··· Excerpt to read
On Sunday morning, my church had in-person services for the first time since March 15. After that service, shelter-in-place orders were imposed in Georgia and around much of the country. My church, along with many other places of worship, went to online, virtual services until the danger of the Coronavirus had subsided, if not totally passed.
Church leaders waited until the curve of virus cases in the two counties that the church primarily serves were well past the peak and there were few new cases. Combined, the two counties have had more than 600 confirmed COVID-19 cases and 21 deaths. Gov. Brian Kemp’s Executive Order has allowed churches to reopen for in-person services if they obey strict guidelines for several weeks now, but most churches in my area have elected to continue meeting online only.
When the decision was made to hold in-person services, several changes were made to the normal routine. First, Sunday School was canceled and a second worship service was added to accommodate social distancing. The church sanctuary was disinfected between the two services. All attendees were required to wear masks and hand sanitizer dispensers were placed prominently at the single entrance being used.
The shortage of sanitizer in normal retail outlets was a problem for reopening. Ironically, the church was able to procure a bulk supply of hand sanitizer from a local microbrewery, Chattabrewchee, that temporarily exchanged beer production for selling gallon jugs of homebrew sanitizer. The company produces 600 gallons of the sanitizer each week and, in addition to helping the community fight the pandemic, the shift in production also keeps the brewery’s workers employed.
Another change to the normal routine was reserved seating. Rather than wandering in a finding a seat, attendees signed up online with the number of people in their group. The church assigned seats that allowed a six-foot distance between groups. Ushers guided families to their assigned seats and dismissed the congregation by rows after the service.
When it came to the service, it was definitely nice to be back to worshipping in person. We normally tuned in to the streaming services on the church’s Facebook page, but it just isn’t the same. There are more distractions when trying to listen to a sermon at home, especially for the kids. This morning’s service was streamed as well for those who preferred not to attend in person or who could not be there.
And lots of church members did elect to watch from a distance. With social distancing in place, the sanctuary’s capacity was about 60 people. There were about 30 in attendance at our service and even fewer in the earlier service. The small crowd enhanced the planned distancing.
······
··· Supplied material
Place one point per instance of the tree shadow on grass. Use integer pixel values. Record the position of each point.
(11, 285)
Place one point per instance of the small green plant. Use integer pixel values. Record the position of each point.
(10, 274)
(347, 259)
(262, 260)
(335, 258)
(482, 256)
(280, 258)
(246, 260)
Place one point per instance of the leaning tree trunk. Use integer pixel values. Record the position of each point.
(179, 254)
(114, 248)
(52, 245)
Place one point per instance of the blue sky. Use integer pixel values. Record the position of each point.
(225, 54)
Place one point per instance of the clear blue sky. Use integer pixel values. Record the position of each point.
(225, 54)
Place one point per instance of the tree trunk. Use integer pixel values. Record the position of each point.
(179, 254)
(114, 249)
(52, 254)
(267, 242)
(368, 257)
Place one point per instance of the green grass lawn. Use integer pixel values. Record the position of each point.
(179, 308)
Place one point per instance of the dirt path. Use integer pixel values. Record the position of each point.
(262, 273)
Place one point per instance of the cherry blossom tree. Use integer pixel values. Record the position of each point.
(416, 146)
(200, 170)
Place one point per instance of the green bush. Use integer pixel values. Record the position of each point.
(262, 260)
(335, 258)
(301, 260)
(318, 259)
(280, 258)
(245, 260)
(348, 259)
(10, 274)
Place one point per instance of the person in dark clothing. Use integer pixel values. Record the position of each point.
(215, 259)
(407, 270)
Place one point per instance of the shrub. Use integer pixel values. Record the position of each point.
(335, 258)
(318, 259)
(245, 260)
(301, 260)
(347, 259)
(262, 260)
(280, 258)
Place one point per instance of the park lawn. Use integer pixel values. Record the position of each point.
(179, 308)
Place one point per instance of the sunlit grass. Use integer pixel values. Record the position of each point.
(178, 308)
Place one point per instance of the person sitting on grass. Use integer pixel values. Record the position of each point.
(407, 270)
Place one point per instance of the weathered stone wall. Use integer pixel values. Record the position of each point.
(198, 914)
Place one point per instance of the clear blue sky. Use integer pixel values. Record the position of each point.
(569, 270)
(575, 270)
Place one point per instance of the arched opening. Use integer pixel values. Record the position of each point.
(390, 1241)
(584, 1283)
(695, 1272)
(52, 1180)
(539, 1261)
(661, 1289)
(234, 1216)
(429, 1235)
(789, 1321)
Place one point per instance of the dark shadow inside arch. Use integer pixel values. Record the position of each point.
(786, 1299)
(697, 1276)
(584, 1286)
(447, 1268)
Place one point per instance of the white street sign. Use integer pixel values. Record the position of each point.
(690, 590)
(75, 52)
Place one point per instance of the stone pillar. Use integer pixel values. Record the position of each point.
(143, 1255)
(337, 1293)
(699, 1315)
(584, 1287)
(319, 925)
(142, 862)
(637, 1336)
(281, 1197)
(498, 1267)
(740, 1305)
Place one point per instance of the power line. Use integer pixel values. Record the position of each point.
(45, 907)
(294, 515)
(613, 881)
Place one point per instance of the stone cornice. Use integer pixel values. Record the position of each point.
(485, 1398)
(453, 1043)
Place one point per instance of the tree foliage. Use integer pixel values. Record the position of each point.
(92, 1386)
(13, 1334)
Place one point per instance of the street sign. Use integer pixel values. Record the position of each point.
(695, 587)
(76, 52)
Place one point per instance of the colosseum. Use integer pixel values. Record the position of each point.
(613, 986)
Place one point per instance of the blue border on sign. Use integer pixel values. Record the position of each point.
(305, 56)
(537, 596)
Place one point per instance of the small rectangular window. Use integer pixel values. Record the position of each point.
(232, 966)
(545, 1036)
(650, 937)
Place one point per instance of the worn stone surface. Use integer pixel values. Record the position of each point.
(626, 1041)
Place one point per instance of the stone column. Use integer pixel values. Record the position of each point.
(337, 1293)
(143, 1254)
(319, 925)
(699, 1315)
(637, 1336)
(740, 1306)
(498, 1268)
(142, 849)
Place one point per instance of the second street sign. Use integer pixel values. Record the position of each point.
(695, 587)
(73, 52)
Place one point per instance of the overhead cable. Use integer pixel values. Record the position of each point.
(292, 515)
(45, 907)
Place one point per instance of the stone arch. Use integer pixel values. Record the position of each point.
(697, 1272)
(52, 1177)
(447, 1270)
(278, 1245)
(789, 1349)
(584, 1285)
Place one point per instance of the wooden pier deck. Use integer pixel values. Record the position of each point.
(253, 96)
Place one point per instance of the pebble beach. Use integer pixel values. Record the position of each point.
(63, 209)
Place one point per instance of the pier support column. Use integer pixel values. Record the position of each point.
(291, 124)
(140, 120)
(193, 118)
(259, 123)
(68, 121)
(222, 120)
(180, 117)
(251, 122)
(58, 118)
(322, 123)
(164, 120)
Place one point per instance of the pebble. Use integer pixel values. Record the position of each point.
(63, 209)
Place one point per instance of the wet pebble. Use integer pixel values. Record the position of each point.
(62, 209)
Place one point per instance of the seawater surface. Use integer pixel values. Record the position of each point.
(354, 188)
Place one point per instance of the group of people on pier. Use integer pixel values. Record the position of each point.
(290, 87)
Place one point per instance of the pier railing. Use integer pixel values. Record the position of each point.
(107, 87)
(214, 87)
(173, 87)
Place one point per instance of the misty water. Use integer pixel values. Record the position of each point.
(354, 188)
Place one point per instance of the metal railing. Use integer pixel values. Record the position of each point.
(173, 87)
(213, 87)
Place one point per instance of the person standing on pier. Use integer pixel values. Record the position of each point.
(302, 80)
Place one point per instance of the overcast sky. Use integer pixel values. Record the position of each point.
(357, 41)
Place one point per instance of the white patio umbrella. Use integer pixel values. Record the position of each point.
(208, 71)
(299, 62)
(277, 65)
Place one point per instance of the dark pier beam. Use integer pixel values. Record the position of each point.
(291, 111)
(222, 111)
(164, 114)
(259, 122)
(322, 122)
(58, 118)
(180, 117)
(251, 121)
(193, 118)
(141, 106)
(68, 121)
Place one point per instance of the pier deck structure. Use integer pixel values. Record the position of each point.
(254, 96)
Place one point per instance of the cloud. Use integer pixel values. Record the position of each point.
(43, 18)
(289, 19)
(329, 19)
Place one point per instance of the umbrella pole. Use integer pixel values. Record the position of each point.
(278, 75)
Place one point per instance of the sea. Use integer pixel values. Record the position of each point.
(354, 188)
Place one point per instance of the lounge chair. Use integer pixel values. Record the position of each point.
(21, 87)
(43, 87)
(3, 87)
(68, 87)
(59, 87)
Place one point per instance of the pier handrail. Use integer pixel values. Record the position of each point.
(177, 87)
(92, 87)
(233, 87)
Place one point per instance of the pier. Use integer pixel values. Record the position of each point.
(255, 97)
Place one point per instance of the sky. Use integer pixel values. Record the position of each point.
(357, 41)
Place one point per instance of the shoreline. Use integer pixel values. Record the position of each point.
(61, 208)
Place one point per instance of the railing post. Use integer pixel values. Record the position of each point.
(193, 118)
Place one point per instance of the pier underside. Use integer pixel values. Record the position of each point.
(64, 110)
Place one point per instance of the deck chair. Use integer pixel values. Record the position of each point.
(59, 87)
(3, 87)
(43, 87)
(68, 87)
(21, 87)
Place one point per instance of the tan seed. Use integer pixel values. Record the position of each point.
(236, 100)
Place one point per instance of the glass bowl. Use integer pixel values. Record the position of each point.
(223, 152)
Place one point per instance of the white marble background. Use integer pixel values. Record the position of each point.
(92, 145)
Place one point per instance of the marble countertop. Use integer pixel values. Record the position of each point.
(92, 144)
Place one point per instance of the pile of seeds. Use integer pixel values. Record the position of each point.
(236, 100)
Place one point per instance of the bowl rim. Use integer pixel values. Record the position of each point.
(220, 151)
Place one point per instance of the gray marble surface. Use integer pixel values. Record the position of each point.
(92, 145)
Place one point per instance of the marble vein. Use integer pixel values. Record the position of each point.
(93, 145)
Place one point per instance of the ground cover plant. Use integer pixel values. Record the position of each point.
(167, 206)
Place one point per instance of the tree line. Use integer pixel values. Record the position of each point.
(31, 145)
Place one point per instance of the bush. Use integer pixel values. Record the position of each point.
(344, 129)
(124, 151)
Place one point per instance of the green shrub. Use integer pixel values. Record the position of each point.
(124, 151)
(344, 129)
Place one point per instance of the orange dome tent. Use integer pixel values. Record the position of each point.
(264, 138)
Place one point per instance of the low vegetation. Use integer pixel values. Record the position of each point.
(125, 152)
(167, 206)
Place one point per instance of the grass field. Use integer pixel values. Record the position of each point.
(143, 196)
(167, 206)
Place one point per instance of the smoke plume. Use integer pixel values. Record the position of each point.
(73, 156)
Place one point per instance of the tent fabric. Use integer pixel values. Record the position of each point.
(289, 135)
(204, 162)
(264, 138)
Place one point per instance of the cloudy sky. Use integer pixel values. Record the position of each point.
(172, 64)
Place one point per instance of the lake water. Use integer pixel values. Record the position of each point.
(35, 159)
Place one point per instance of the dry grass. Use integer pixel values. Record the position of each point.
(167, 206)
······
*What you will do*
A. Answer these questions about the church reopening account:
(i) What was canceled to make room for a second worship service?
(ii) Which local business supplied the church's hand sanitizer?
(iii) With social distancing in place, what was the sanctuary's capacity?
B. Continue the church reopening account from its last sentence.
The listing has no connection to the church reopening account.

*Answers to this exercise*
A.
(i) Sunday School
(ii) Chattabrewchee, a local microbrewery
(iii) About 60 people

B.
The two trickiest parts of the service as an attendee were singing and communion. I discovered that masks tend to ride down when you sing. This requires an occasional adjustment.
Communion was a bit more complicated but it was handled ingeniously. Rather than selecting a wafer and a cup from trays as is the norm, communion wafers were placed in a cup about half the size of a shot glass that normally holds the communion juice. Another cup holding the juice was placed on top of the wafer in the first cup. Congregants only had to pick up one cup to be served the entire communion. Masks did have to come down briefly to partake of communion, but they went right back up afterward. The cups, which were made of plastic, were disposed of after use.
Since March, I’ve written several times about how churches were hotspots for Coronavirus spread and how it was not unconstitutional or an attack on the freedom of religion to close churches. I stand by those columns. The difference in what my church is doing is that my church is an area where the virus is at very low levels. We also followed our governor’s guidelines to conduct a safe gathering, including wearing masks.
Contrary to those who say that mask-wearers are living in fear, it was masks, along with other preventive measures, that enabled my church to meet safely today in the midst of a pandemic. For the foreseeable future, masks are going to be part of returning to a way of life that isn’t normal but resembles the pre-COVID status quo. Masks are one of the tools that will allow public gatherings to resume.
As I’ve said before, it doesn’t matter if the government allows businesses and churches to reopen if people don’t feel safe enough to venture out in public. The slim crowd of churchgoers this morning is further evidence that a lot of Georgians are not ready to resume business as usual and are voting with their feet.